What is required
Render the entries below as a JSON list of strings, with one string per line and blank lines dropped. Leave the pictures out.

[Pointing dataset entries]
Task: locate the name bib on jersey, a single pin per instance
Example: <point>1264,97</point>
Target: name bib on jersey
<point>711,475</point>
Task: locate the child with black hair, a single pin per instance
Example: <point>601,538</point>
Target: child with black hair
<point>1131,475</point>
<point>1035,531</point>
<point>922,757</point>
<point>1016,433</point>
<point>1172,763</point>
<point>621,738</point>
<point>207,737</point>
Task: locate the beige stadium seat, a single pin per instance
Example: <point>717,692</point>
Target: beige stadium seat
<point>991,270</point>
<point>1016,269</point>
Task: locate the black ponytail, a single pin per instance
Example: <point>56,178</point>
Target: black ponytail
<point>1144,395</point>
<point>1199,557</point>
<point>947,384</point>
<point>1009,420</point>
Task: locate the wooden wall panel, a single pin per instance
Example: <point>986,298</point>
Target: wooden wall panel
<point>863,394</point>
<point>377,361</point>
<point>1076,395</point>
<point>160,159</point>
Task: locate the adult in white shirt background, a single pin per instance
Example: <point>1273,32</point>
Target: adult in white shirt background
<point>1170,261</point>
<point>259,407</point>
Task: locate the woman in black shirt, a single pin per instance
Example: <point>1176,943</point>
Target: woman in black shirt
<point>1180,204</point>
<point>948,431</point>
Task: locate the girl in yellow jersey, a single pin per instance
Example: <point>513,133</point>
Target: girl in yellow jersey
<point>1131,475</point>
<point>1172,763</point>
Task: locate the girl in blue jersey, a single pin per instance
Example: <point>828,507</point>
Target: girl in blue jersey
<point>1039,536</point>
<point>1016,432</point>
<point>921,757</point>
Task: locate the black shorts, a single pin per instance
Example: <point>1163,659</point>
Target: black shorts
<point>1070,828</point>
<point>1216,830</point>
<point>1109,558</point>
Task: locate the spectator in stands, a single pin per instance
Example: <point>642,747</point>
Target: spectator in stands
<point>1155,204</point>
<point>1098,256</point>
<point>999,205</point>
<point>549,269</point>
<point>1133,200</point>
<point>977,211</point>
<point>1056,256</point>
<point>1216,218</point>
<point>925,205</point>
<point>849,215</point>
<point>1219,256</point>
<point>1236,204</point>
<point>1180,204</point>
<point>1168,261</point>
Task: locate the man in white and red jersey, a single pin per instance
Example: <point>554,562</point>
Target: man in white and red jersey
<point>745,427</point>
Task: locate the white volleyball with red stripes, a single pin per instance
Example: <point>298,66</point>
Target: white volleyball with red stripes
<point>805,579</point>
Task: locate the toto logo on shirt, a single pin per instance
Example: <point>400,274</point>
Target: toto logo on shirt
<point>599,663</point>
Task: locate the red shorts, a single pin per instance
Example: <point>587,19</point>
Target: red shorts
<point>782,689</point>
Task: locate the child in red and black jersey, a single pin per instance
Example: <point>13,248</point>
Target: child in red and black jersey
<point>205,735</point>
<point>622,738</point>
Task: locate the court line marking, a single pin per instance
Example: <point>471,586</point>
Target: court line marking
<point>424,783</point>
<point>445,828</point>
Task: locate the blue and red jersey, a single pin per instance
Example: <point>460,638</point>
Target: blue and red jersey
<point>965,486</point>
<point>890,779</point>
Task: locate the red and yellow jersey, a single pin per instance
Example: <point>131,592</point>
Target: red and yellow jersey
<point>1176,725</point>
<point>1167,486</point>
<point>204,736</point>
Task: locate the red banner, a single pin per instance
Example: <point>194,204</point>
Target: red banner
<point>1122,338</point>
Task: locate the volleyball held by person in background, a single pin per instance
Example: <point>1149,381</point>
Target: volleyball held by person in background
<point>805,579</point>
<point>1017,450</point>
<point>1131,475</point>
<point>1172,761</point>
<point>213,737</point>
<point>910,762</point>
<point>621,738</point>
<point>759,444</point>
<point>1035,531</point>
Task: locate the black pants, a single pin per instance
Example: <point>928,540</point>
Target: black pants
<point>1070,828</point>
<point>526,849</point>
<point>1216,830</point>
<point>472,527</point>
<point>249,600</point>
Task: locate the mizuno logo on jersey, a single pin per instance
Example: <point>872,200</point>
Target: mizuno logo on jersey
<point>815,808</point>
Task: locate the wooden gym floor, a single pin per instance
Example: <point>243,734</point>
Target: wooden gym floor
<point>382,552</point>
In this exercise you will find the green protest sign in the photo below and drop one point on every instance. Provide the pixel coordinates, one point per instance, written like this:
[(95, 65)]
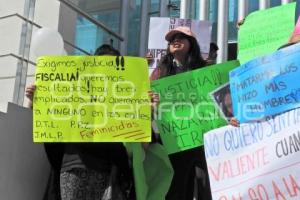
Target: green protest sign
[(152, 171), (186, 111), (91, 99), (264, 31)]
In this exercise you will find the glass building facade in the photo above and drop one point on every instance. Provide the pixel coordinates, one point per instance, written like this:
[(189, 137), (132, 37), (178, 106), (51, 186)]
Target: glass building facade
[(89, 37)]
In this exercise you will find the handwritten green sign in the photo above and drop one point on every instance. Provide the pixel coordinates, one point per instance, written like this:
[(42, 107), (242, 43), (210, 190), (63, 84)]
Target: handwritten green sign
[(186, 110), (91, 99), (264, 31)]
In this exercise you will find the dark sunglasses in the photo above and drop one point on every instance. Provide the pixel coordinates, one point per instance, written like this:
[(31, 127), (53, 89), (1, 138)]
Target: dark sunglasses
[(178, 36)]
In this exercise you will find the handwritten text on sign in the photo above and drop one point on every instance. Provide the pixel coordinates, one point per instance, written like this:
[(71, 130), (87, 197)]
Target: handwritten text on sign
[(186, 110), (266, 86), (265, 31), (91, 99), (256, 160)]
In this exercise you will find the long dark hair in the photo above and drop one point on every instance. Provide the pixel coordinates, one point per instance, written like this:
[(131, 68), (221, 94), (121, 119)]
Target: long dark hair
[(194, 59)]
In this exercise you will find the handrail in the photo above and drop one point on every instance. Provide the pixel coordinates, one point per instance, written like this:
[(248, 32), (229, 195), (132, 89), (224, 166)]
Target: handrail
[(18, 57), (90, 18)]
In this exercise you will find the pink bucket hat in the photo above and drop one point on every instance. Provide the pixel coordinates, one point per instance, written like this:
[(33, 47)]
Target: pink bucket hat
[(180, 29)]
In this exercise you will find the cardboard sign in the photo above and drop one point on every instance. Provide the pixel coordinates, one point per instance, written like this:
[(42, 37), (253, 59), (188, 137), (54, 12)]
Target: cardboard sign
[(264, 31), (186, 110), (257, 160), (92, 99)]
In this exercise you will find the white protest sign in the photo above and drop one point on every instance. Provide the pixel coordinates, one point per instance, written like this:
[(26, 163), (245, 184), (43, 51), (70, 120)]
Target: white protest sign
[(160, 26), (256, 160)]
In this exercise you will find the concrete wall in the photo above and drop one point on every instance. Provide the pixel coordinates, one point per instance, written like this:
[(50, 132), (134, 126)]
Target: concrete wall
[(46, 14)]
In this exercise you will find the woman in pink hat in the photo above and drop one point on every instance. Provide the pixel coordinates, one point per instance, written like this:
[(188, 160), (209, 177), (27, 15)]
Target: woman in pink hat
[(183, 54)]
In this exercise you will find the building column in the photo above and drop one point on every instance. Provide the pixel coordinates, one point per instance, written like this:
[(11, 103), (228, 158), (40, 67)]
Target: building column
[(222, 40), (24, 51), (144, 27), (124, 26), (242, 9), (264, 4), (203, 9)]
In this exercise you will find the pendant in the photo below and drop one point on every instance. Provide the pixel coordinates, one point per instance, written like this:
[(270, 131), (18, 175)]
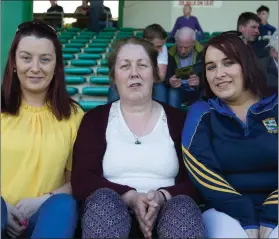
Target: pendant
[(137, 142)]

Complete response
[
  "Task: locate the name bib on jersey, a single pin per instance",
  "Example: <point>1264,97</point>",
  "Target: name bib on jersey",
  "<point>711,475</point>",
  "Task: locate the child with black hair, a single pin per instance",
  "Example: <point>601,538</point>",
  "Target: child with black hair",
  "<point>1131,475</point>",
  "<point>1035,531</point>",
  "<point>922,757</point>",
  "<point>1016,433</point>",
  "<point>1172,763</point>",
  "<point>621,738</point>",
  "<point>207,737</point>",
  "Task: locate the beige stadium seat, a single pin per instance",
  "Example: <point>717,692</point>",
  "Target: beige stadium seat",
  "<point>991,270</point>",
  "<point>1016,269</point>",
  "Task: locate the black ponytail, a single pin per instance",
  "Example: <point>56,178</point>",
  "Target: black ponytail",
  "<point>1144,395</point>",
  "<point>1199,557</point>",
  "<point>947,384</point>",
  "<point>1009,420</point>",
  "Task: locate the wooden wall panel, a single pin per instance",
  "Example: <point>986,298</point>",
  "Target: wooden wall panel",
  "<point>863,394</point>",
  "<point>377,361</point>",
  "<point>1076,395</point>",
  "<point>160,159</point>",
  "Task: locate the adult in white shirt background, a single pin per instance",
  "Example: <point>1273,32</point>",
  "Target: adult in white shirt background",
  "<point>1170,261</point>",
  "<point>259,407</point>",
  "Task: locate the woman in black shirt, a single pin per instance",
  "Example: <point>1176,943</point>",
  "Target: woman in black shirt",
  "<point>1180,204</point>",
  "<point>948,431</point>",
  "Task: locate the girl in yellow jersey, a single pin per instance",
  "Example: <point>513,133</point>",
  "Target: girl in yellow jersey",
  "<point>1131,475</point>",
  "<point>1172,763</point>",
  "Task: locate the girl in blue jersey, a single pin per instance",
  "Example: <point>828,507</point>",
  "Target: girl in blue jersey",
  "<point>1039,536</point>",
  "<point>1016,432</point>",
  "<point>921,757</point>",
  "Task: locate the black shorts, a single pin per instance",
  "Example: <point>1163,659</point>",
  "Target: black shorts",
  "<point>1070,828</point>",
  "<point>1216,830</point>",
  "<point>1109,558</point>",
  "Task: locate the spectator in stands, a single pin per instance",
  "Example: <point>642,747</point>",
  "Target: spectator in stands",
  "<point>1155,204</point>",
  "<point>1098,256</point>",
  "<point>999,205</point>",
  "<point>549,269</point>",
  "<point>1133,200</point>",
  "<point>977,211</point>",
  "<point>1056,256</point>",
  "<point>1216,218</point>",
  "<point>925,205</point>",
  "<point>849,215</point>",
  "<point>1219,256</point>",
  "<point>1236,204</point>",
  "<point>1180,204</point>",
  "<point>1168,261</point>",
  "Task: locate the man in white and red jersey, a single pin per instance",
  "Example: <point>554,562</point>",
  "Target: man in white and red jersey",
  "<point>745,427</point>",
  "Task: locate the white volleyball with red stripes, a single pin per instance",
  "Example: <point>298,66</point>",
  "Target: white volleyball with red stripes",
  "<point>805,579</point>",
  "Task: locate the toto logo on shirt, a single pin per instance",
  "Example: <point>400,274</point>",
  "Target: toto logo on shirt",
  "<point>599,663</point>",
  "Task: locate the red shorts, a single pin per instance",
  "Example: <point>587,19</point>",
  "Target: red shorts",
  "<point>782,689</point>",
  "Task: locate the child in red and black jersey, a single pin per instance",
  "Example: <point>13,248</point>",
  "Target: child in red and black jersey",
  "<point>205,735</point>",
  "<point>622,738</point>",
  "Task: locate the court line marking, a single pin per instance",
  "Example: <point>471,586</point>",
  "Target: court line marking",
  "<point>424,783</point>",
  "<point>445,828</point>",
  "Task: locate the blue and red jersey, a single pin per instance",
  "Example: <point>460,638</point>",
  "Target: blue and red jersey",
  "<point>965,486</point>",
  "<point>890,779</point>",
  "Task: locate the red and yellow jersey, a single pin per instance",
  "Example: <point>131,592</point>",
  "Target: red and yellow jersey",
  "<point>1176,725</point>",
  "<point>1167,486</point>",
  "<point>204,736</point>",
  "Task: locate the red banner, a single pin per instance",
  "Example: <point>194,204</point>",
  "Target: red banner",
  "<point>1122,338</point>",
  "Task: locate the volleyball held by person in background, a single pin per instance",
  "Example: <point>1149,381</point>",
  "Target: volleyball held by person in background",
  "<point>805,579</point>",
  "<point>1017,450</point>",
  "<point>1131,475</point>",
  "<point>1172,761</point>",
  "<point>213,737</point>",
  "<point>910,762</point>",
  "<point>621,738</point>",
  "<point>759,444</point>",
  "<point>1035,531</point>",
  "Task: locate the black pants, a single pin per instance",
  "Example: <point>928,540</point>",
  "Target: black pants",
  "<point>1070,828</point>",
  "<point>526,849</point>",
  "<point>1216,830</point>",
  "<point>472,527</point>",
  "<point>249,600</point>",
  "Task: locate the mizuno logo on jersey, a single pin per instance",
  "Example: <point>872,200</point>",
  "Target: mizuno logo on jersey",
  "<point>815,808</point>",
  "Task: locate the wooden gym floor, a single pin per instance",
  "Example: <point>243,734</point>",
  "Target: wooden gym floor",
  "<point>382,552</point>",
  "In this exercise you will find the green protest sign in the photo below and drop one point on every instance. Provide the pixel coordinates, one point per instance, written like this:",
  "[(95, 65)]",
  "Target: green protest sign",
  "[(152, 171), (186, 111), (91, 99), (264, 31)]",
  "In this exercise you will find the glass building facade in the photo above and drop one point on every instance. Provide the pixel coordinates, one point per instance, written like this:",
  "[(189, 137), (132, 37), (178, 106), (51, 186)]",
  "Target: glass building facade",
  "[(89, 37)]",
  "In this exercise you will find the handwritten green sign in the photo above and drop one point on every instance. Provide the pixel coordinates, one point per instance, written like this:",
  "[(42, 107), (242, 43), (210, 190), (63, 84)]",
  "Target: handwritten green sign",
  "[(186, 110), (91, 99), (264, 31)]",
  "In this exercise you will find the dark sunglasses in the photo above and drop one point on every instance. Provide the pixel coordinates, one point per instance, written like this:",
  "[(31, 127), (53, 89), (1, 138)]",
  "Target: dark sunglasses",
  "[(178, 36)]",
  "In this exercise you will find the handwritten text on sign in the photo above and drop one point on every instance. Provide the pixel coordinates, one point per instance, written like this:",
  "[(71, 130), (87, 197)]",
  "Target: handwritten text on sign",
  "[(186, 110), (266, 86), (265, 31), (91, 99), (256, 160)]",
  "In this exercise you will find the long dark hair in the photo above and drop one point on every instance. Provide the pixel coordinates, one point per instance, written like this:",
  "[(131, 68), (221, 94), (121, 119)]",
  "Target: long dark hair",
  "[(194, 59)]",
  "In this exercise you will find the handrail in the photo above and drop one point on every instance. Provide the pixel coordinates, one point per instance, written like this:",
  "[(248, 32), (229, 195), (132, 89), (224, 166)]",
  "Target: handrail",
  "[(18, 57), (90, 18)]",
  "In this exercise you will find the pink bucket hat in the photo above and drop one point on every instance. Provide the pixel coordinates, one point per instance, written like this:",
  "[(33, 47)]",
  "Target: pink bucket hat",
  "[(180, 29)]",
  "In this exercise you will find the cardboard sign in the photo above and drop one point on every instance. Provide the pixel coordinates, one point per instance, written like this:",
  "[(42, 37), (253, 59), (188, 137), (54, 12)]",
  "Target: cardboard sign",
  "[(264, 31), (186, 110), (257, 160), (92, 99)]",
  "In this exercise you will find the white protest sign in the photo above and drop one point on every instance. Provide the pixel coordinates, one point per instance, written like this:",
  "[(26, 163), (245, 184), (43, 51), (70, 120)]",
  "Target: white protest sign",
  "[(160, 26), (256, 160)]",
  "In this exercise you will find the concrete wall in the photo above and drop one point on every instance. Provide the pixel coordinates, one point per instance, written like this:",
  "[(50, 132), (134, 126)]",
  "Target: concrete wall",
  "[(46, 14)]",
  "In this exercise you will find the woman in pink hat in the photo above and drop one point on every instance. Provide the pixel coordinates, one point per instance, written like this:",
  "[(188, 160), (209, 177), (27, 15)]",
  "Target: woman in pink hat",
  "[(183, 54)]",
  "In this exercise you will find the building column in the photo above and drop one point on every instance. Provide the pixel coordinates, one point per instance, written like this:",
  "[(11, 103), (228, 158), (40, 67)]",
  "Target: building column",
  "[(222, 40), (24, 51), (144, 27), (124, 26), (242, 9), (264, 4), (203, 9)]",
  "In this exercise you will find the pendant in the photo below and drop one point on every instance. Provide the pixel coordinates, one point per instance, written like this:",
  "[(270, 131), (18, 175)]",
  "Target: pendant",
  "[(137, 142)]"
]